SOURCE TEXT START
Reached by email, Mwale’s office declined to answer questions for this story.
Akon’s team did not respond to multiple interview requests.
‘For the people’
Akon City was designed “for the people”, said Dubai-based architect Bakri, who began visiting Senegal several years ago and said he was inspired by what he saw.
“We tried to give the people the feeling of Africa,” said Bakri, who is Lebanese. A promotional video shows buildings that are loosely shaped like trees, gazelles and butterflies.
With two resorts, four or five hotels, a hospital and a tech park, Akon City will be a destination for both locals and the global elite, said Bakri. Akon has also said that he hopes it will be a “home back home” for African Americans.
Residents of nearby villages are excited, if concerned.
“The studies that were done were not in collaboration with the commune of Ngueniene,” said Pape Massamba Thiaw, a municipal councillor and president of the youth commission for Ngueniene.
He is worried about the disconnect between Western and Senegalese culture, the impact on the environment, and the possibility that smaller hotels nearby will fold, he said.
SOURCE TEXT END
RAW DATA START
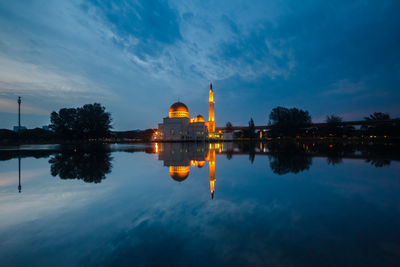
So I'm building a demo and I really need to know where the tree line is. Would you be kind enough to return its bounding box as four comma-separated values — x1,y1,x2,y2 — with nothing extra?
226,107,400,139
50,103,112,139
RAW DATA END
= TASK 1 =
Answer from the Akon City excerpt:
(a) In what city is the architect Bakri based?
(b) Besides trees, what two things are the buildings in the promotional video loosely shaped like?
(c) What commission does Pape Massamba Thiaw preside over?
= TASK 2 =
Does each statement agree with the Akon City excerpt? Answer yes or no and quote the words that decide it.
(a) Akon's team responded to interview requests.
(b) Bakri is Lebanese.
(c) The plans for Akon City include a hospital.
= TASK 3 =
How would you say this sentence from the Akon City excerpt in Spanish? "Residents of nearby villages are excited, if concerned."
The lines have no connection to the Akon City excerpt.

= WORKED SOLUTION 1 =
(a) Dubai
(b) Gazelles and butterflies
(c) The youth commission for Ngueniene

= WORKED SOLUTION 2 =
(a) No: "Akon’s team did not respond to multiple interview requests."
(b) Yes: "said Bakri, who is Lebanese."
(c) Yes: "a hospital and a tech park"

= WORKED SOLUTION 3 =
Los residentes de los pueblos cercanos están entusiasmados, aunque preocupados.